Inversion de la hiérarchie des normes grâce à la primauté des accords d’Entreprise sur la Loi
Entamée par les lois Macron 1, Rebsamen et El Khomri, cette inversion est étendue à tous les domaines sauf ceux où priment encore un peu les conventions collectives (Egalité F/H, salaires minimums, qualifications … !).
La loi, qui devrait être le socle commun du droit, ne serait plus contraignante dès qu’un « accord » serait trouvé dans une entreprise… ou que le patron aurait réussi à faire valider, par un « référendum », son projet : tu votes pour, ou t’es viré… cruel dilemme !!
Jusqu’à présent, la loi pouvait être amendée seulement en l’améliorant par un accord de branche, améliorable lui-même par un accord d’entreprise… désormais, les accords de branche et d’entreprise pourraient être moins-disant, et s’imposeraient aux salarié.e.s.
Le Code du Travail est trop compliqué ? Qu’à cela ne tienne, le gouvernement en propose un par entreprise !! Comme si on avait un code de la route par rue !! Et il nous parle de simplification ?…
Cette même démarche s’applique aux conventions collectives qui jusqu’ici apportaient des dispositions meilleures que la loi : un accord d’entreprise pourrait abaisser maintenant dans l’entreprise les dispositions de la convention collective.
Par exemple, une convention collective prévoit qu’un 13eme mois est versé à tous les salariés de la branche. Toutes les entreprises de cette branche doivent aujourd’hui appliquer la convention collective en versant un 13eme mois. Demain, une de ces entreprises pourrait négocier un accord d’entreprise qui supprimerait, pour 5 ans, le 13eme mois, au prétexte de surmonter des difficultés ou en contre-partie d’une prime de soutien à la garde d’enfants (y compris si la prime est inférieure au 13eme mois et ne concerne pas tous les salariés).
Le même principe pourrait s’appliquer au maintien du salaire en cas d’arrêt maladie (la prise en charge par la Sécurité Sociale s’effectue après 3 jours de carence et l’indemnité n’est pas de 100% du salaire), aux congés spécifiques etc etc …
Salaire à la baisse
Actuellement, les salaires ne peuvent être négociés qu’à la hausse.
Ils pourraient, avec la nouvelle loi, être négociés à la baisse. De même, l’employeur pourrait définir des horaires de nuit à sa guise….
Bien sûr, le seul but est de ne plus payer les majorations de salaire liées à ces horaires. Cette mesure n’est pas là pour diminuer le chômage mais bel et bien pour augmenter les bénéfices !

▶ _Consignes de travail_
1) D'après le texte sur l'inversion de la hiérarchie des normes, dans quel sens les salaires peuvent-ils actuellement être négociés ?
2) Selon le texte sur l'inversion de la hiérarchie des normes, quel serait le but de la mesure permettant à l'employeur de définir des horaires de nuit à sa guise ?
3) Rédigez la suite du texte sur l'inversion de la hiérarchie des normes, en partant de sa dernière phrase.
Les enregistrements ne sont pas nécessaires ici.

Enregistrements sources
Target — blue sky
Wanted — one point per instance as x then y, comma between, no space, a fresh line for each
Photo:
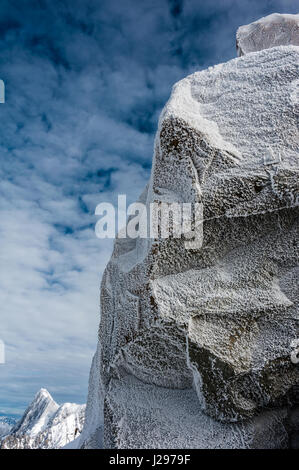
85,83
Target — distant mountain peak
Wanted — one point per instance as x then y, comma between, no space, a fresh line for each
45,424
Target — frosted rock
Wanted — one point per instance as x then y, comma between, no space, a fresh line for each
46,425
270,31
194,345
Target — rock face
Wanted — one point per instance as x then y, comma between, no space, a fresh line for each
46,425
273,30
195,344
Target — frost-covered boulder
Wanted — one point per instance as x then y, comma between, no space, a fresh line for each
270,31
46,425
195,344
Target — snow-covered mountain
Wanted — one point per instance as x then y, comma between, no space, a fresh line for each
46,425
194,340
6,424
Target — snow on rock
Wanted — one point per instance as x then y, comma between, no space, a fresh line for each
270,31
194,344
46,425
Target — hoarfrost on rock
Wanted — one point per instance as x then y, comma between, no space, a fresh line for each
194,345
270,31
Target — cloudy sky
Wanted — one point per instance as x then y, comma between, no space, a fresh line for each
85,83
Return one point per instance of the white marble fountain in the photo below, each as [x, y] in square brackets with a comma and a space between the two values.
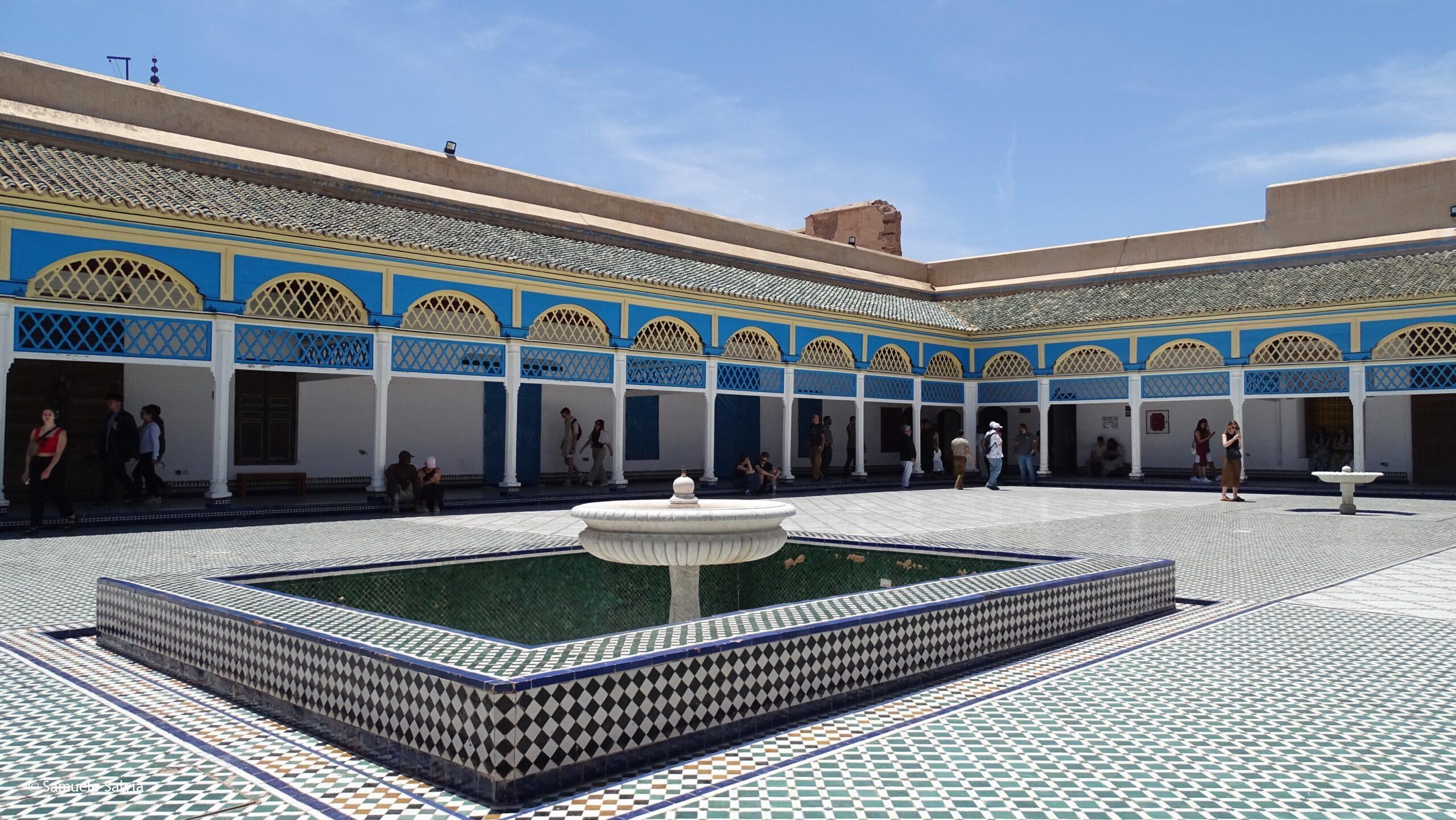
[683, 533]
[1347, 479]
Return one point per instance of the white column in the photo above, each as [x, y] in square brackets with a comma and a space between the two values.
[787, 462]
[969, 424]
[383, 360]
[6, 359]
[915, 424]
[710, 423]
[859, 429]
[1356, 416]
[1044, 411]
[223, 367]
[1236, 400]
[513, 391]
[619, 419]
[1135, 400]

==

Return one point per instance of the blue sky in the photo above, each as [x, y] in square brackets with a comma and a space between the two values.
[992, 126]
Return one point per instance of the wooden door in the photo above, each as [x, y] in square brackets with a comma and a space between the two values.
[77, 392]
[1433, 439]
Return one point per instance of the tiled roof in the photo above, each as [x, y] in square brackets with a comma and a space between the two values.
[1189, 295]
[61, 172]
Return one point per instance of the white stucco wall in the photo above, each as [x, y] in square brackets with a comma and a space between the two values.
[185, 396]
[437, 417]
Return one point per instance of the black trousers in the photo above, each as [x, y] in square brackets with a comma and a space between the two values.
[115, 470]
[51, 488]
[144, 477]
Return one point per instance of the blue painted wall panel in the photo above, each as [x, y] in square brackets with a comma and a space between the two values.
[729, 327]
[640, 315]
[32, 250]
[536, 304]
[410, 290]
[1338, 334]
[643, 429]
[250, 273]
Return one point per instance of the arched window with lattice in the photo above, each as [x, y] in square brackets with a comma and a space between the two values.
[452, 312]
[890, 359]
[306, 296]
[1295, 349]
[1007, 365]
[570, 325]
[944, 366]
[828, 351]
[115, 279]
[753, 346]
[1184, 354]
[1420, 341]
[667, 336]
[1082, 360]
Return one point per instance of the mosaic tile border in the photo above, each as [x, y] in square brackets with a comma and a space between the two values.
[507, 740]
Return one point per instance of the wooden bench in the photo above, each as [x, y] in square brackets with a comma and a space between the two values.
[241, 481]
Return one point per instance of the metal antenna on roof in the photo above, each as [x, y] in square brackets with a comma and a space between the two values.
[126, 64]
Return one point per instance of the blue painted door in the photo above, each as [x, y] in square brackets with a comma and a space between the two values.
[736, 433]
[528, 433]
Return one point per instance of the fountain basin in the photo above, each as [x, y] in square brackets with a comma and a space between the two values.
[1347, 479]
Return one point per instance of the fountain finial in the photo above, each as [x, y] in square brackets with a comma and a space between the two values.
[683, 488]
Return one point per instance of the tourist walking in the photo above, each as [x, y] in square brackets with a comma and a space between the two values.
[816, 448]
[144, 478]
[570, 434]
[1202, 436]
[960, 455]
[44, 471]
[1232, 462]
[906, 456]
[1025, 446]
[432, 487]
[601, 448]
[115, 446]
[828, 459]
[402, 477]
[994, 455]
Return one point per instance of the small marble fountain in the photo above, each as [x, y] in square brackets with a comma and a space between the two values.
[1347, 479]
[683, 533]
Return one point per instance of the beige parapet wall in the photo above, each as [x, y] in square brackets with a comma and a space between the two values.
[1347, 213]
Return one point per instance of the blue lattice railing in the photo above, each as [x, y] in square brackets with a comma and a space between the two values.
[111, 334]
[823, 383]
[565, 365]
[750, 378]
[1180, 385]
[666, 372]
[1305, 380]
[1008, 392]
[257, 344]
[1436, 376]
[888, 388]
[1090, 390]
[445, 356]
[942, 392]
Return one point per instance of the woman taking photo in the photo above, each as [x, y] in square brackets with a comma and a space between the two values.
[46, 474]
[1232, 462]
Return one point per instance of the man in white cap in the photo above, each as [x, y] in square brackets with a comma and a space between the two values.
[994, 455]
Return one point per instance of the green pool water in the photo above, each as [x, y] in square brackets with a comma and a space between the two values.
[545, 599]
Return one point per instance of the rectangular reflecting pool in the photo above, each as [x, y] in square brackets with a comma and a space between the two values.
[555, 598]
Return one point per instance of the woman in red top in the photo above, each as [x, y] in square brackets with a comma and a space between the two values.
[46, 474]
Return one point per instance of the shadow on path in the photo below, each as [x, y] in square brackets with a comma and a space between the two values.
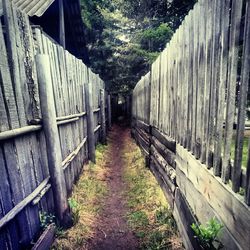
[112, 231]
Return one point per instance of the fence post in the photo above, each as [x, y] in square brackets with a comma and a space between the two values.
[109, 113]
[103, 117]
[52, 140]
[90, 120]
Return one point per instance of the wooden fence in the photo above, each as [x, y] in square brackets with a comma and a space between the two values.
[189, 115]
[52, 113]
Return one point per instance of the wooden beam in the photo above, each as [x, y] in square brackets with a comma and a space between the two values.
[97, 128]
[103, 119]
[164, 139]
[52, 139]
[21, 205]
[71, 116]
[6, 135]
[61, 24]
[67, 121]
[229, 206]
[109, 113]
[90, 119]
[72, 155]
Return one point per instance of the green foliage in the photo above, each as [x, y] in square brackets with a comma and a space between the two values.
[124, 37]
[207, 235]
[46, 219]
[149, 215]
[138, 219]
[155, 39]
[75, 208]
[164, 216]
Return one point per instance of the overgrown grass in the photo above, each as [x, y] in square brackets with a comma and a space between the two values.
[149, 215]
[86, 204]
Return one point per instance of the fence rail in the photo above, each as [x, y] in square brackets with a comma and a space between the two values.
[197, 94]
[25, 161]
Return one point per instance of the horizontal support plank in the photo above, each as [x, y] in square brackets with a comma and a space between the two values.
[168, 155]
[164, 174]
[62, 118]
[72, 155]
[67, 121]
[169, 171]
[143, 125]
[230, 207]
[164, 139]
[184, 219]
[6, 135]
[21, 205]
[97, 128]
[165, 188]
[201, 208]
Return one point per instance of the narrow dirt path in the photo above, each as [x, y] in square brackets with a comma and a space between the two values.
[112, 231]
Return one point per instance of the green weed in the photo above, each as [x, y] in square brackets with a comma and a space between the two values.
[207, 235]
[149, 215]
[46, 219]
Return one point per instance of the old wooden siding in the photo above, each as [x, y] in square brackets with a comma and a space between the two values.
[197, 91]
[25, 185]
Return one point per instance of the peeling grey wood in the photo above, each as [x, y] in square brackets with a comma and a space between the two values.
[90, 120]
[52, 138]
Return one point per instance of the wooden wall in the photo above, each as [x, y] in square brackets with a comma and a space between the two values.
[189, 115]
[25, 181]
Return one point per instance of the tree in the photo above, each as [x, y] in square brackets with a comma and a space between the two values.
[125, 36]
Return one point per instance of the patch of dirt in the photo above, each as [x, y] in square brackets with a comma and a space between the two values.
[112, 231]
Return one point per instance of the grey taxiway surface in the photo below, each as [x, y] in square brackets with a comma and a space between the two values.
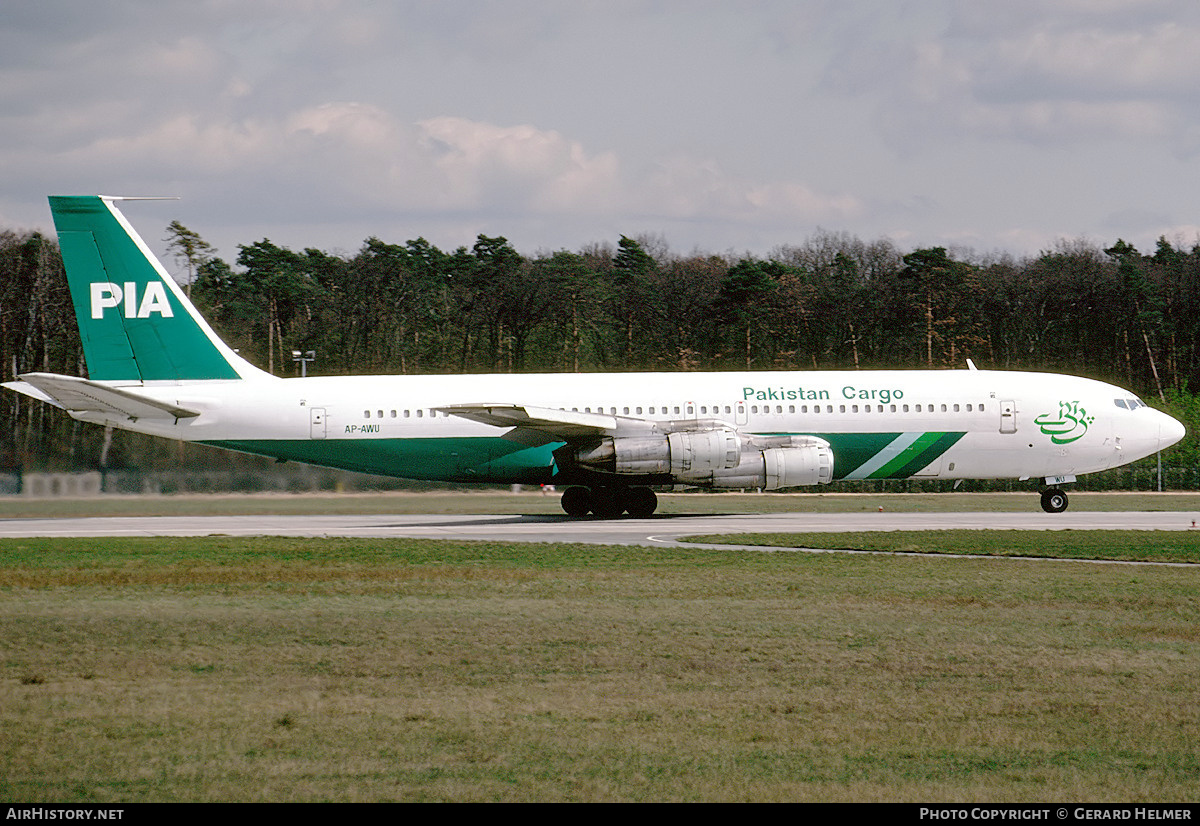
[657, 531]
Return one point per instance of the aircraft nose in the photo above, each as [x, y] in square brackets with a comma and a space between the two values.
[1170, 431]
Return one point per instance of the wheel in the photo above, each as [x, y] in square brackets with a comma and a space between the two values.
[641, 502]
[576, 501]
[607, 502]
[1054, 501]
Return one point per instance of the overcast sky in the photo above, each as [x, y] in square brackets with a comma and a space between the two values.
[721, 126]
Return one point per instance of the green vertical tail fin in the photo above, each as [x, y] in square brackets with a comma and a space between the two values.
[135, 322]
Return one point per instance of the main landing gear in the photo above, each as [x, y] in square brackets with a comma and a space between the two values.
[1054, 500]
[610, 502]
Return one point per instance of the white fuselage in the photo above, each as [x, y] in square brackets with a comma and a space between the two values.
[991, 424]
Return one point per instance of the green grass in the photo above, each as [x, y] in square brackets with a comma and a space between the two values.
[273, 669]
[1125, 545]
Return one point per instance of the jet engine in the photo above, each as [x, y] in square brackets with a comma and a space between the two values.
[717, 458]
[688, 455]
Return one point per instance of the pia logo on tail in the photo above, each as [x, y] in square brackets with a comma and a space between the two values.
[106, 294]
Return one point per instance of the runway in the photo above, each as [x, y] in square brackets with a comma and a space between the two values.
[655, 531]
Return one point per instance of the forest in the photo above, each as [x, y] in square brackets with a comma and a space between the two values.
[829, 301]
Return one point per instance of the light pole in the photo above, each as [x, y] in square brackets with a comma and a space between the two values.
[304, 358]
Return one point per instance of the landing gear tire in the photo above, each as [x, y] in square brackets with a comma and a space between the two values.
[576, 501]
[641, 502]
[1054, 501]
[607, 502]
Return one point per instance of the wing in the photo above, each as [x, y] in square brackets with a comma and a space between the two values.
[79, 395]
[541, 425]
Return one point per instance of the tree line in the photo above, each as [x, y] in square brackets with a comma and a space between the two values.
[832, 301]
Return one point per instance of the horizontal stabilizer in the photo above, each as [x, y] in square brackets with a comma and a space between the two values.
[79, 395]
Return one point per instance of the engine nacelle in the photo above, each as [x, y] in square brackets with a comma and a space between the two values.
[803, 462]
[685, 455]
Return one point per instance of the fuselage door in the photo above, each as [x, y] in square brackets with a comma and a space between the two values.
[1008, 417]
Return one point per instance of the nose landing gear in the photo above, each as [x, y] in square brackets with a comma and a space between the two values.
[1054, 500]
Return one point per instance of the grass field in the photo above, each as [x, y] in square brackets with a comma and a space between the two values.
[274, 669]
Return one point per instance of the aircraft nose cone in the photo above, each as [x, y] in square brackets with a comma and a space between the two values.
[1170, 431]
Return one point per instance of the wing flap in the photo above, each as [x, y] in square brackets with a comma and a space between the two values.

▶ _Réponses_
1) Uniquement à la hausse.

2) Le seul but serait de ne plus payer les majorations de salaire liées à ces horaires. Le texte affirme que cette mesure ne vise pas à diminuer le chômage, mais à augmenter les bénéfices.

3)
Sans doute pensez-vous que tout cela est bien possible mais qu’il faut un accord et pour cela il faut qu’une ou des organisations syndicales signe(nt) le fameux accord !
Mais c’est sans compter sur …
Le Référendum à l’initiative du patron
La loi El Khomri a introduit le référendum à l’initiative des syndicats signataires d’un accord non majoritaire…
Ce droit serait maintenant offert à l’employeur…
Mais un vote obtenu sous la contrainte ou la menace ou la crainte ne saurait être loyal et démocratique.
Pour exemple les référendums déjà organisés dans certaines enseignes pour imposer le travail du dimanche… ou pour accepter des baisses de salaires sous la menace de fermeture de site, qui souvent ferme malgré tout.
Chez GM&S dernièrement : les salarié.e.s, après avoir tout accepté pour sauver leurs emplois finissent par tout perdre quand même ! Et ils ont cependant généré des records de dividendes pour leurs actionnaires !
Fin du CDI - Contrat de chantier : Travail à la tâche pour toutes et tous !
Aujourd’hui autorisé dans très peu de secteurs d’activité (BTP, Ingénierie), le CDI de projet serait généralisé. Une mission se termine ? Une baisse d’activité ? Allez, un tour au chômage ! Tous intérimaires !
Et n’allez pas croire que cela ne concernerait que les nouvelles embauches, votre bon vieux contrat de travail CDI pourrait être remplacé par un contrat de mission sans que vous puissiez vous y opposer (sauf à partir).
Une réorganisation de l’entreprise et votre nouvel emploi proposé pourra être porté par un contrat de mission. Votre mission pourra être d’apprendre votre métier à l’entreprise vers laquelle votre activité est externalisée.
Fin de la mission, fin du contrat qui n’est pas un CDD donc pas de prime de précarité, pas de licenciement ! Bonjour chômage où 2 offres "raisonnables" vous seront faites … après ce sera le chômage non indemnisé !
Mais soyez rassuré, avec une si belle flexibilité, il sera devenu plus facile de retrouver un … une nouvelle mission !
Et si vous n’avez pas de chance, il y a le CDD nouvelle formule !
CDD renouvelable … à l’infini
Jusqu’à présent la loi interdit le renouvellement d’un CDD plus de deux fois, et fixe le taux de la prime de précarité à 10% pour tous.
La nouvelle loi autoriserait à appliquer des règles propres à chaque branche (et certains syndicats refusent de voir là un recul !!).
Ceci entraînera une explosion de la précarité : le recours au CDD est déjà très, voire trop, important.
Macron impose ainsi les modèles anglo-saxon et allemand qui transforment les privé.e.s d’emploi en travailleur.se.s pauvres.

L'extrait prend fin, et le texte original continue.